Sliced Wasserstein Distance with input scaling (DataScaler)

Note

Example added in release: 0.9.7.

This example illustrates why input scaling matters when computing the Sliced Wasserstein Distance (SWD) between distributions whose features have very different magnitudes. Without scaling, the SWD is dominated by high-magnitude features and may miss meaningful differences in low-magnitude features.

The ot.utils.DataScaler class fits normalization statistics once on a representative sample and applies the same fixed transformation on every call. This is preferred over re-normalizing inside each SWD call because the transformation stays consistent across mini-batches during optimization.

# Author: Harguna Sood <harguna.sood@gmail.com>
#
# License: MIT License

import matplotlib.pylab as pl
import numpy as np

import ot

Generate two 2D distributions with mismatched feature scales

Feature 1 is on the scale of 1000 with random noise. Feature 2 is on the scale of 1 with a meaningful 5-sigma shift between source and target distributions.

rng = np.random.RandomState(0)
n = 500

X_s = np.column_stack(
    [
        rng.normal(1000, 100, n),  # feature 1: large scale, no real signal
        rng.normal(0, 1, n),  # feature 2: small scale, no shift
    ]
)
X_t = np.column_stack(
    [
        rng.normal(1000, 100, n),  # feature 1: same distribution as source
        rng.normal(5, 1, n),  # feature 2: shifted by 5 std
    ]
)

SWD without scaling

Because feature 1 has values ~1000x larger than feature 2, the random projections used in SWD are dominated by feature 1. The meaningful shift in feature 2 is buried.

Set task 1 |
In the SWD scaling example, reproduce the text from "Generate two 2D" up to and including "rng = np.random.RandomState(0)", replacing "mismatched" with "differing".
Set task 2 |
Condense the paragraph of the SWD scaling example that begins "The ot.utils.DataScaler class fits" into a shorter version that keeps its main facts.

Record extracts |
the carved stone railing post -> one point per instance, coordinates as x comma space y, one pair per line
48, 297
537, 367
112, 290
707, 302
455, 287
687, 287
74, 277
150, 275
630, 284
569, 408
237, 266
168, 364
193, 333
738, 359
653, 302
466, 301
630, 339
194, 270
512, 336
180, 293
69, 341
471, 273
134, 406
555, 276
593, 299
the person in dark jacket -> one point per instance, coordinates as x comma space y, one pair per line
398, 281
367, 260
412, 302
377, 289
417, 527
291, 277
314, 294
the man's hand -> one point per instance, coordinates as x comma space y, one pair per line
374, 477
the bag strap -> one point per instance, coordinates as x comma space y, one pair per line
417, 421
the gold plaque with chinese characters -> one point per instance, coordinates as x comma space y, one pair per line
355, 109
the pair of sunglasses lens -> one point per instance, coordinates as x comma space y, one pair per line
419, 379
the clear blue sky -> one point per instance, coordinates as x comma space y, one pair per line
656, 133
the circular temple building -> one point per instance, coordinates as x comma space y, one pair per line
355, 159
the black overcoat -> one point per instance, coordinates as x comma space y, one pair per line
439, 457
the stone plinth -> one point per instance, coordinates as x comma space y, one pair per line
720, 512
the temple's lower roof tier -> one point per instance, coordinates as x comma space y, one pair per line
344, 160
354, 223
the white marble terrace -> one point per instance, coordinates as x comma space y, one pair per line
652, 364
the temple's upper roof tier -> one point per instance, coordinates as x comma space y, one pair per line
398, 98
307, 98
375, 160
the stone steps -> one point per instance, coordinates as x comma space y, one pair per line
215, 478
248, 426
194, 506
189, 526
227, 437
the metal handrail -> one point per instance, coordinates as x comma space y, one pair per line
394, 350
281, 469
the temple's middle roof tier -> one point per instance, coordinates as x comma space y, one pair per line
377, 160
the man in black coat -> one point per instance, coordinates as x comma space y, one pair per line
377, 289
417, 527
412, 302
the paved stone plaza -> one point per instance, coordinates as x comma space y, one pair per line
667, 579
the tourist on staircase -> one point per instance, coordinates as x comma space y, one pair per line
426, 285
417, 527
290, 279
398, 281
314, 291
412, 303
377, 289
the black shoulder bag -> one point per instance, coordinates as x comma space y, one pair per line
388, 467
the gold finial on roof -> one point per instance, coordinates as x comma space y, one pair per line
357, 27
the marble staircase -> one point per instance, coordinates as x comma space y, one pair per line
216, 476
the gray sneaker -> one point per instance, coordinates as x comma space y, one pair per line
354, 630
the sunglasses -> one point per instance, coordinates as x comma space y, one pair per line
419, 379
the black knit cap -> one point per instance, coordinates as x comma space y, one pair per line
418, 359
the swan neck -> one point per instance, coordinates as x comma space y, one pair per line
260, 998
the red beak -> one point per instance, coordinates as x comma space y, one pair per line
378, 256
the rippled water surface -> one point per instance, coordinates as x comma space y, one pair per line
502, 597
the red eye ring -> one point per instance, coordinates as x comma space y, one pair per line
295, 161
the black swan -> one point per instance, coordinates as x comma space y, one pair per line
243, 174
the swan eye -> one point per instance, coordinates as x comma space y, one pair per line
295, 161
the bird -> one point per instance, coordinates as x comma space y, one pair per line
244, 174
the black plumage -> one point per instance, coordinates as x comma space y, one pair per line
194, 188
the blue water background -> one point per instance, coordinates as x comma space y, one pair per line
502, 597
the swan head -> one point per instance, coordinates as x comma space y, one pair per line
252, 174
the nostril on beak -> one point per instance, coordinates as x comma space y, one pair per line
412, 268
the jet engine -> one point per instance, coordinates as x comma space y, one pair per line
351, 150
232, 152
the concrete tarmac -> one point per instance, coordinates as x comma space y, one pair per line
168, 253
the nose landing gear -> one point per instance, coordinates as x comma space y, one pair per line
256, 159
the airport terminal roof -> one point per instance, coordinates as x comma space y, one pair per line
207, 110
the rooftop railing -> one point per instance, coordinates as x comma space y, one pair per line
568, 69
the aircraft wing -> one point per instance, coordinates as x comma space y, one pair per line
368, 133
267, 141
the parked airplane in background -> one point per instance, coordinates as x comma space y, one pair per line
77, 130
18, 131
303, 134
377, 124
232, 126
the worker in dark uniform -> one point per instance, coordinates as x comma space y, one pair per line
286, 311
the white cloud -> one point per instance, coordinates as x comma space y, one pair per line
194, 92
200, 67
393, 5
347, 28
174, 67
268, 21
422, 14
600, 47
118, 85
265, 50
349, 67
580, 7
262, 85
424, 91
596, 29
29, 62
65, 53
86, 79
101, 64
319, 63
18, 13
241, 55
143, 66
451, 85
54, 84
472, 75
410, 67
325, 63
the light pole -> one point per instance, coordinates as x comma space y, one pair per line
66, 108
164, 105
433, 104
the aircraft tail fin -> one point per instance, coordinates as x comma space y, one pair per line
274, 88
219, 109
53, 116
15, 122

Task solution 1 |
Generate two 2D distributions with differing feature scales

Feature 1 is on the scale of 1000 with random noise. Feature 2 is on the scale of 1 with a meaningful 5-sigma shift between source and target distributions.

rng = np.random.RandomState(0)

Task solution 2 |
ot.utils.DataScaler computes normalization statistics once from a representative sample and then applies that fixed transformation on each call. Unlike re-normalizing within every SWD call, this keeps the transformation consistent across mini-batches during optimization.